Challenge ->
Output these lines verbatim, every one of them, with no changes.

## BEGIN Dataset records

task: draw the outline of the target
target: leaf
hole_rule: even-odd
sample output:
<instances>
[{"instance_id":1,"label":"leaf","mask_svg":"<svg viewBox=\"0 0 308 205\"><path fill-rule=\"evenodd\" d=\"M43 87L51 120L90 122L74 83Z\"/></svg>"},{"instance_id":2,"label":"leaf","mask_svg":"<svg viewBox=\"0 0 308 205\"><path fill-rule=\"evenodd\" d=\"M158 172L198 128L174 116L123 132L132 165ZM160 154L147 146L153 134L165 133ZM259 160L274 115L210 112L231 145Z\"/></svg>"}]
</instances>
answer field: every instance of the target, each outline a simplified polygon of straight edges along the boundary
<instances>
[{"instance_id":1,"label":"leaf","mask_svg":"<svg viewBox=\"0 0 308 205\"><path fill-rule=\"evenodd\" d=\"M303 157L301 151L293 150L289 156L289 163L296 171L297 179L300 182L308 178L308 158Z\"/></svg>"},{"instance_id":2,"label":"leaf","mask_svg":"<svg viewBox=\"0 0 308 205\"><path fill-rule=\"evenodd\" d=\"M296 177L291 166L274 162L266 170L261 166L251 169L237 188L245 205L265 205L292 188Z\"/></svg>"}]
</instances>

## END Dataset records

The answer ->
task: draw the outline of the target
target: leaf
hole_rule: even-odd
sample output:
<instances>
[{"instance_id":1,"label":"leaf","mask_svg":"<svg viewBox=\"0 0 308 205\"><path fill-rule=\"evenodd\" d=\"M43 87L51 120L90 122L74 83Z\"/></svg>"},{"instance_id":2,"label":"leaf","mask_svg":"<svg viewBox=\"0 0 308 205\"><path fill-rule=\"evenodd\" d=\"M158 172L198 128L174 116L123 132L132 165ZM160 154L147 146L153 134L165 133ZM259 160L274 115L210 112L231 145Z\"/></svg>"}]
</instances>
answer field: every instance of the target, each outline a simplified polygon of straight edges along the boundary
<instances>
[{"instance_id":1,"label":"leaf","mask_svg":"<svg viewBox=\"0 0 308 205\"><path fill-rule=\"evenodd\" d=\"M303 157L301 151L293 150L289 156L289 163L296 171L297 179L300 182L308 178L308 158Z\"/></svg>"},{"instance_id":2,"label":"leaf","mask_svg":"<svg viewBox=\"0 0 308 205\"><path fill-rule=\"evenodd\" d=\"M296 177L291 166L274 162L266 170L261 166L251 169L237 188L245 205L265 205L292 188Z\"/></svg>"}]
</instances>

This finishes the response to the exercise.